## STORED RECORDS
------------------------------

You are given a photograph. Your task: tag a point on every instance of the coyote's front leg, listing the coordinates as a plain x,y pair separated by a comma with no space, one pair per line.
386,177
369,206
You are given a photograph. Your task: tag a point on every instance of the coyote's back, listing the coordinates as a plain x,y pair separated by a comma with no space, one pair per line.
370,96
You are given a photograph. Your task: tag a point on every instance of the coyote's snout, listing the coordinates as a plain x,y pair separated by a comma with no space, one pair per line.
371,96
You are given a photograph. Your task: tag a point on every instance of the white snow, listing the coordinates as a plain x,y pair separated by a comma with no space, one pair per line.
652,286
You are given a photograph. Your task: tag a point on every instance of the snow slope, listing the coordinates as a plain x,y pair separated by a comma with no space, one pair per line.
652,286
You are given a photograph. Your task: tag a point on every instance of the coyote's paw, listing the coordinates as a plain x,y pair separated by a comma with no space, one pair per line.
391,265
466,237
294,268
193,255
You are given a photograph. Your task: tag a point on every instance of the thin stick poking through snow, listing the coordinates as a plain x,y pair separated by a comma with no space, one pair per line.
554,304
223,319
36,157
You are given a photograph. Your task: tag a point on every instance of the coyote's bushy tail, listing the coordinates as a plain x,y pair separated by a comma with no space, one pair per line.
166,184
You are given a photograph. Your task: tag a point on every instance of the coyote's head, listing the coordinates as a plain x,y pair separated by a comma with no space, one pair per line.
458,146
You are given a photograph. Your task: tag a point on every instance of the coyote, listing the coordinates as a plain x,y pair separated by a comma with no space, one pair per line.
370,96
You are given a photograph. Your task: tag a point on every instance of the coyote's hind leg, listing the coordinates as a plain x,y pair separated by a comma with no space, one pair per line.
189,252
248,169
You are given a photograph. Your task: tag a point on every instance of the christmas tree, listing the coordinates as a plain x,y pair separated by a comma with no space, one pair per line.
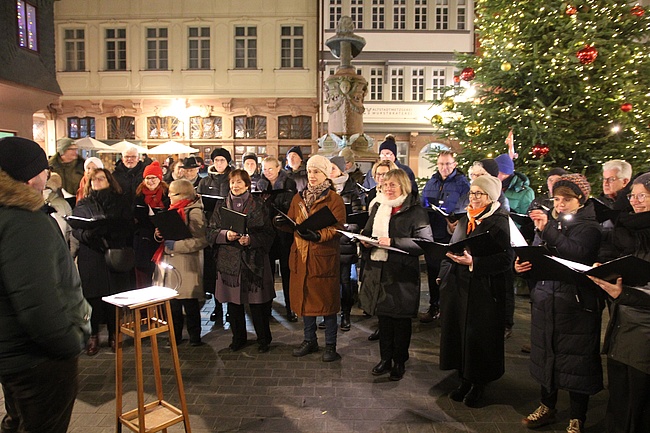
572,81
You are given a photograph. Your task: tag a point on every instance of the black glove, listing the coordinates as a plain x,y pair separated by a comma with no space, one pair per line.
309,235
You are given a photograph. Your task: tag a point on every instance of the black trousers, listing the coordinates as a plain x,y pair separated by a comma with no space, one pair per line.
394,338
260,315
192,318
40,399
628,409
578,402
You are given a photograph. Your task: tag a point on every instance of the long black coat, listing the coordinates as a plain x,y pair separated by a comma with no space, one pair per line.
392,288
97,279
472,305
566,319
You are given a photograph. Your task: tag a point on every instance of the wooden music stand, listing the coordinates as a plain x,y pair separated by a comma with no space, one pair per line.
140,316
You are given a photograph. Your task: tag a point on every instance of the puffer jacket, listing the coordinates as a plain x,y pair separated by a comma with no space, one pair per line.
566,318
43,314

------------------------------

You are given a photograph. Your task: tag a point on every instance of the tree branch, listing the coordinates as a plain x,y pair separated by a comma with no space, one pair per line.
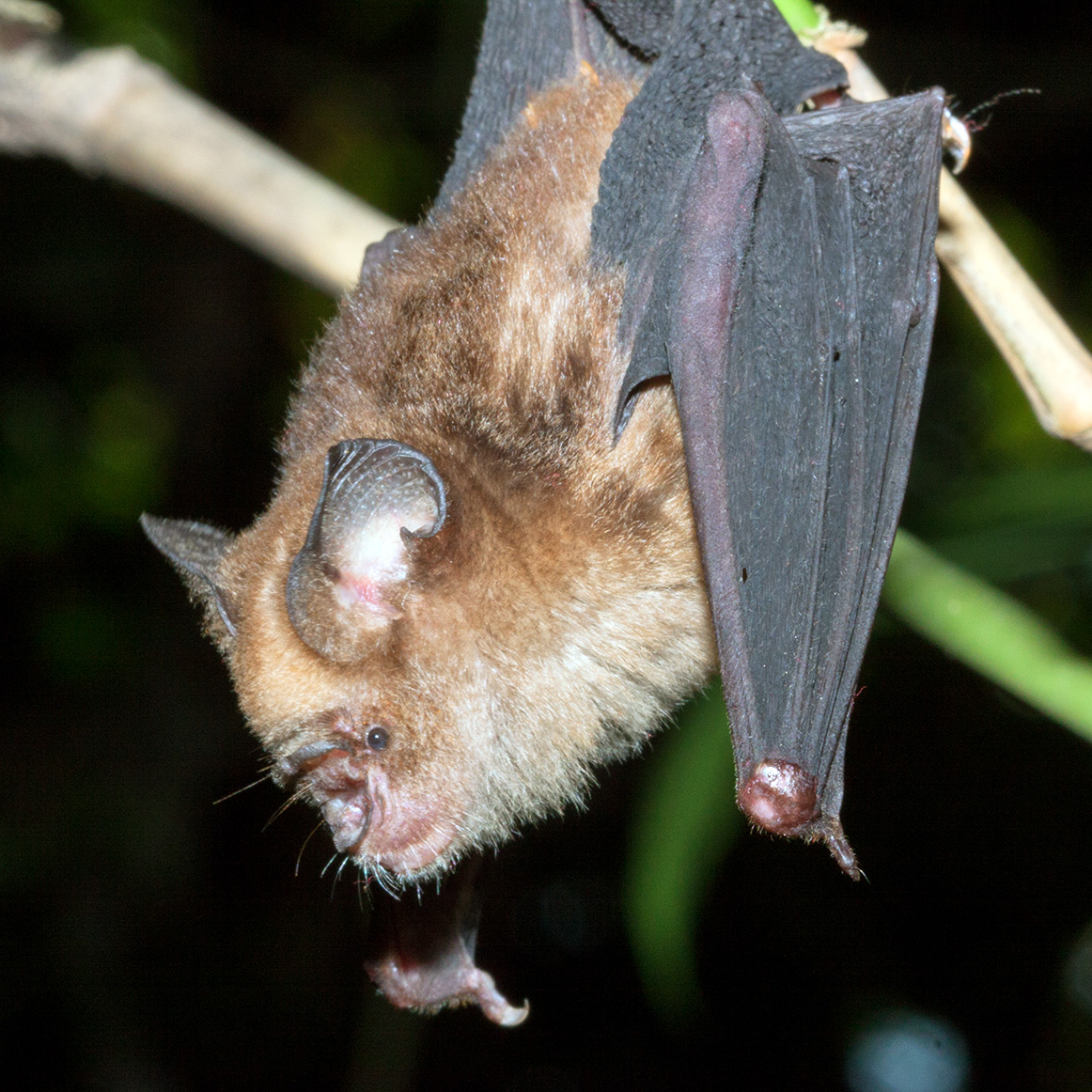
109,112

------------------------------

## PROBLEM
Please collect every row above that contains the string "tree" and copy each one out in full. Letter case matters when matching.

## ANSWER TO THIS TASK
You are given a photograph. Your task: tag a point on every instance of the christmas tree, listing the coordinates as a plain x,y pair separated by a comma with no space, one pair per line.
You are given a photograph. Your task: tag a point on every instance of the tree branch, listing the coordinates as a plain x,y pair separated by a comma with no space, one pair per line.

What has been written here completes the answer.